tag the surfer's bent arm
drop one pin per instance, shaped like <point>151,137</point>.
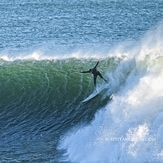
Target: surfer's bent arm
<point>85,71</point>
<point>96,64</point>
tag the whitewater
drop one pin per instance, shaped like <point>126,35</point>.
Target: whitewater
<point>43,46</point>
<point>129,128</point>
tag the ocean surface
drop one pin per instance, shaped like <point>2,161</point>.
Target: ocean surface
<point>43,45</point>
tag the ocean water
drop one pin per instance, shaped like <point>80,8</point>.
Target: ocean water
<point>43,45</point>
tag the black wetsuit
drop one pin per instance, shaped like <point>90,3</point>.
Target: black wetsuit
<point>95,73</point>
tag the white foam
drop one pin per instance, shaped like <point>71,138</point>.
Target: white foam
<point>128,129</point>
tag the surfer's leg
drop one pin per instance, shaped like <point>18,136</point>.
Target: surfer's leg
<point>102,77</point>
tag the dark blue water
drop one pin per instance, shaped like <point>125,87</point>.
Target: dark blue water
<point>43,44</point>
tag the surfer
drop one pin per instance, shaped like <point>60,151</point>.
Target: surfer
<point>95,72</point>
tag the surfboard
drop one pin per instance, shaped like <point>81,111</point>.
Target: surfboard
<point>93,95</point>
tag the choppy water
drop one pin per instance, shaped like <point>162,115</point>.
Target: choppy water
<point>43,45</point>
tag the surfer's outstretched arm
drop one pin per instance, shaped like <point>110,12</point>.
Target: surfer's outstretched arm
<point>102,77</point>
<point>84,71</point>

* WORK INSTRUCTION *
An unchanged copy of the data, images excluded, is all that should be given.

* ANSWER FOR THIS EXERCISE *
tag the surfer's bent arm
drop one pin per instance, shaped like <point>151,137</point>.
Target: surfer's bent arm
<point>85,71</point>
<point>96,64</point>
tag the whitewater
drop one pin per instance, shaped like <point>126,35</point>.
Target: whitewater
<point>43,46</point>
<point>129,128</point>
tag the ocean surface
drop one pin per instance, shaped like <point>2,161</point>.
Target: ocean surface
<point>43,45</point>
tag the ocean water
drop one pin per instance, shaped like <point>80,8</point>.
Target: ocean water
<point>43,45</point>
tag the black wetsuit
drop one pin per instance, shaped like <point>90,3</point>.
Target: black wetsuit
<point>95,73</point>
tag the white foam
drop one pin per instance, shaped like <point>71,138</point>.
Target: white foam
<point>128,129</point>
tag the surfer's leg
drop one pin per instance, shaped like <point>18,136</point>.
Target: surfer's leg
<point>102,77</point>
tag the dark blue water
drop one pin per instance, shaped like <point>125,87</point>.
Target: dark blue water
<point>43,44</point>
tag the surfer
drop one pin per instance, shaped like <point>60,151</point>.
Target: surfer
<point>95,72</point>
tag the surfboard
drop one pin per instance, shaped like <point>81,111</point>.
Target: surfboard
<point>93,95</point>
tag the choppy water
drop one pin per instance, shaped like <point>162,115</point>.
Target: choppy water
<point>43,45</point>
tag the surfer's outstretched arm
drop one pin per instance, shaped like <point>110,12</point>.
Target: surfer's outstretched arm
<point>102,77</point>
<point>84,71</point>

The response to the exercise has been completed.